(Beginning of Given passage)

ALL I WANT FOR CHRISTMAS IS…

CAN SOMEONE PLEASE EXPLAIN TO ME HOW IT IS DECEMBER TOMORROW?! Despite doing decidedly very little this year, the months seem to have passed us by in a flurry of banana bread, Zoom and socially distanced walks. I feel like it was Christmas 2019, lockdown, a few weeks of summer and then somehow we have landed ourselves back in the festive period a little bedraggled and confused.

December is normally my favourite month of the year. It always feels like a time in which magic is it’s most tangible. The twinkling lights are up outside shop fronts and decorating houses, glitter covers every available surface and everyone seems to relax a little in favour of festive cheer. Christmas is the season of the little black dress, the dicky bow and sequins, cracking fires, mulled wine and wooly hats. Selection boxes, apple spiced candles and Macaulay Culkin, the dreary monotony of winter is broken by a little light and undeniable excitement fills the cold air.

(End of Given passage)

Activities:
A - Answer these questions about the piece on December and Christmas:
(i) In a flurry of which three things does the writer say the months have passed?
(ii) How does the writer describe December in a normal year?
(iii) Which drink appears in the list of things Christmas is the season of?
B - Pick up the piece on December and Christmas after its final sentence and continue it in the same voice.

(Beginning of Extracted data)

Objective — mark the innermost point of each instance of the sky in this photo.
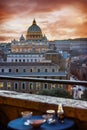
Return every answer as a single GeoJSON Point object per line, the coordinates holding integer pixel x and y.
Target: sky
{"type": "Point", "coordinates": [58, 19]}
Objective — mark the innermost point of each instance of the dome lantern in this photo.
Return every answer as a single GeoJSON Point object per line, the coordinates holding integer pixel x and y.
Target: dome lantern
{"type": "Point", "coordinates": [34, 32]}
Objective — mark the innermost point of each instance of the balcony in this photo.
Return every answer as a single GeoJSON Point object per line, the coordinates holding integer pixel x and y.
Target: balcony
{"type": "Point", "coordinates": [12, 103]}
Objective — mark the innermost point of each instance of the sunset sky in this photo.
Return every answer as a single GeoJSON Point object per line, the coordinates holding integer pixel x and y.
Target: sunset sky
{"type": "Point", "coordinates": [58, 19]}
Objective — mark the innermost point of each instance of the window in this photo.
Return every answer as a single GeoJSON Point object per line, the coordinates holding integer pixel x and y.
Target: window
{"type": "Point", "coordinates": [31, 70]}
{"type": "Point", "coordinates": [53, 70]}
{"type": "Point", "coordinates": [53, 86]}
{"type": "Point", "coordinates": [2, 70]}
{"type": "Point", "coordinates": [15, 60]}
{"type": "Point", "coordinates": [23, 85]}
{"type": "Point", "coordinates": [8, 85]}
{"type": "Point", "coordinates": [11, 60]}
{"type": "Point", "coordinates": [38, 70]}
{"type": "Point", "coordinates": [23, 60]}
{"type": "Point", "coordinates": [1, 85]}
{"type": "Point", "coordinates": [9, 70]}
{"type": "Point", "coordinates": [38, 85]}
{"type": "Point", "coordinates": [45, 86]}
{"type": "Point", "coordinates": [15, 86]}
{"type": "Point", "coordinates": [16, 70]}
{"type": "Point", "coordinates": [30, 85]}
{"type": "Point", "coordinates": [45, 70]}
{"type": "Point", "coordinates": [24, 70]}
{"type": "Point", "coordinates": [19, 60]}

(End of Extracted data)

Answers for the tasks:
A -
(i) Banana bread, Zoom and socially distanced walks.
(ii) As the writer's favorite month of the year.
(iii) Mulled wine.

B -
This year, Christmas will look very different for the majority of us. There will be no going out, no glitz, no glamour. The little black dress might have to stay in the wardrobe for another year and our outings for mulled wine in the local pub will be put on hold. We might not even be able to have the entire family sitting around the table. That being said, will the fundamentals of Christmas actually change too much? We will still be sitting around the tree on Chirtsmas morning opening our presents, Michale Buble on in the background, his merry tones filling the house with nostalgic charm. The enticing smell of cooking turkey filling the air. We will still pull crackers and be grateful that despite a horrible year in many ways, we all still sit there. The sounds and smells and feel of Christmas will be unwaveringly present, reminding us that despite the awfulness of 2020, there is still something to celebrate.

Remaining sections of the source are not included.